Conviven perfectamente con la democracia representativa; aún más, ayudan a evitar la maligna democracia plebiscitaria de la que tan perversos ejemplos hubo en la Europa de entreguerras durante el pasado siglo, de los que hay ejemplos vivos en Latinoamérica, y que en Europa asoman ya

Las instituciones administrativas son pues absolutamente necesarias y sin ellas, el puro poder político podría entrar a saco en la seguridad y bienestar de los ciudadanos. A mayor institucionalización, mayor calidad en la actuación del poder público. «Nada que esperar, nada que temer», tal sería el lema clásico de quienes las sirven. De ahí que si la cúpula responde a un mero reparto político, surjan de inmediato, cuestionamientos sobre su independencia.

Su máxima expresión son las agencias independientes, caracterizadas porque tienen como misión desarrollar y aplicar el contenido de normas de muy diferente índole, que ocasionalmente delegan en dichos organismos inclusive la capacidad y el poder de definir jurídicamente el campo de juego donde los diferentes actores sociales y económicos se mueven, es decir, los regulan. Y es característico que sus miembros sean nombrados de forma inamovible por un período que no coincide con el de las elecciones generales, ya que se trata, resueltamente, de evitar la coincidencia y alineación con el Gobierno, garantizando así su máxima independencia. Nada de orientación gubernamental, pues; más aun, pueden acabar oponiéndose al propio Gobierno.

Las instituciones, cuando adoptan la forma de Autoridades independientes, suponen, en definitiva, fragmentar el poder político, que como hidra se extiende a todos los lados y rincones de la sociedad. Para ello, desgajan un ámbito objetivo de sectores que demandan una intervención muy técnica sobre los mismos, alejada desde luego de la improvisación, siendo más bien la reflexión académica, científica y experta, la que adopta resoluciones –nunca meras decisiones– fundadas en el conocimiento, con transparencia, sometidas a pruebas a través de procedimientos y finalmente siempre sujetas a control judicial.

Esas Autoridades nacen para lograr el juego justo y limpio en los intercambios sociales en que medie poder y desigualdad y por ello florecieron en el ámbito de la economía; pero no solo en ese campo: también cuando existan bienes públicos en juego que no puedan ser resueltos simplemente mediante la habitual intuición e improvisación políticas que se basa en la pura decisión o negociación. Al contrario, las instituciones resuelven tras una meditada reflexión, sujeta a contraste de terceros (autoridades supranacionales, jueces, etc.) y procedimientos perfectamente controlables, transparentes y autorizados por su innegable auctoritas.

**Datos disponibles:**
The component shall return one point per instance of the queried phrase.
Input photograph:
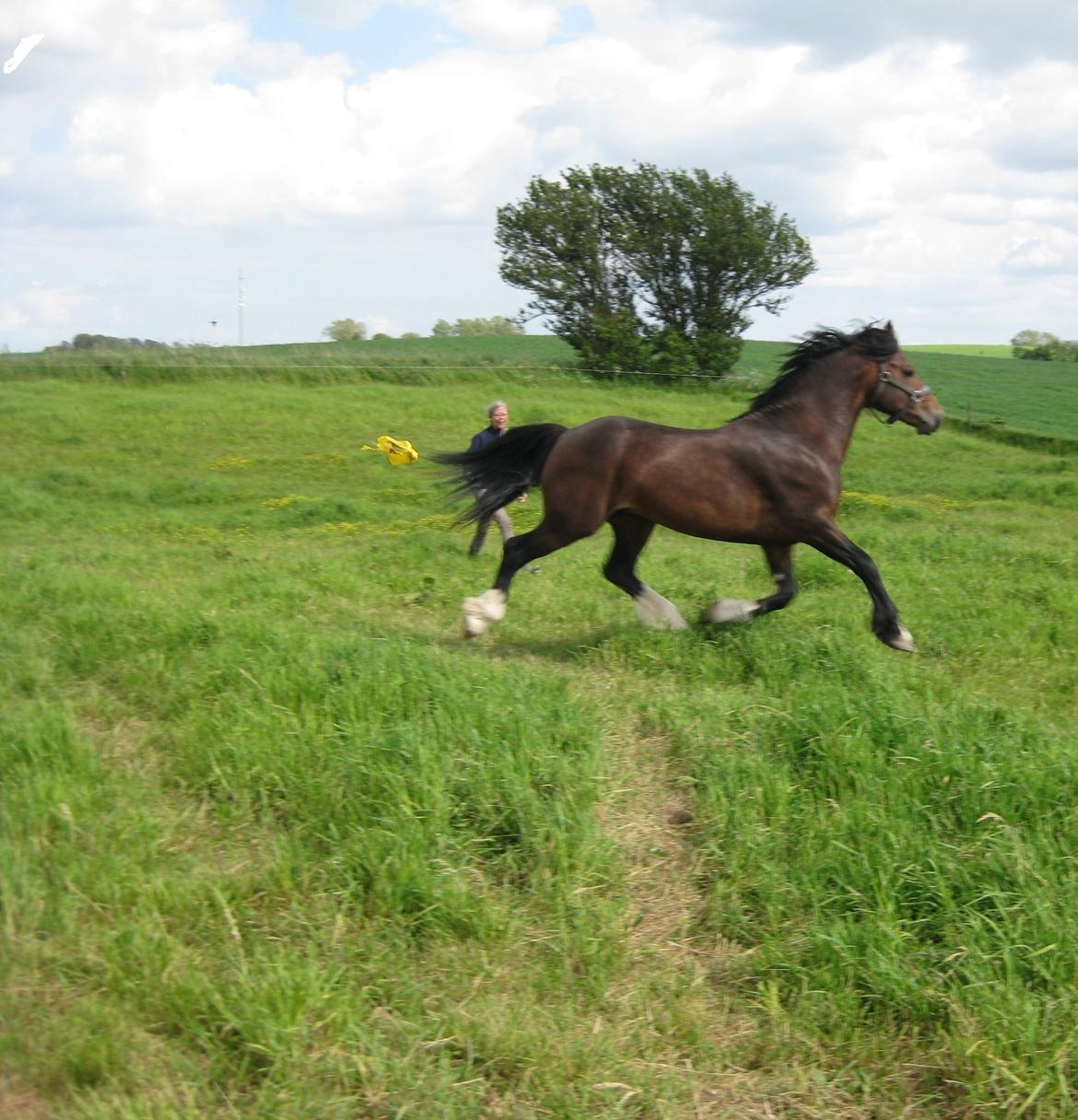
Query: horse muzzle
(929, 420)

**Detalles del ejercicio:** Reproduce tal cual el fragmento del texto sobre las autoridades independientes que va entre "Las instituciones administrativas" y "sobre su independencia.", ambos incluidos. Trabaja únicamente con el texto sobre las autoridades independientes.

**Respuesta del ejercicio:**
Las instituciones administrativas son pues absolutamente necesarias y sin ellas, el puro poder político podría entrar a saco en la seguridad y bienestar de los ciudadanos. A mayor institucionalización, mayor calidad en la actuación del poder público. «Nada que esperar, nada que temer», tal sería el lema clásico de quienes las sirven. De ahí que si la cúpula responde a un mero reparto político, surjan de inmediato, cuestionamientos sobre su independencia.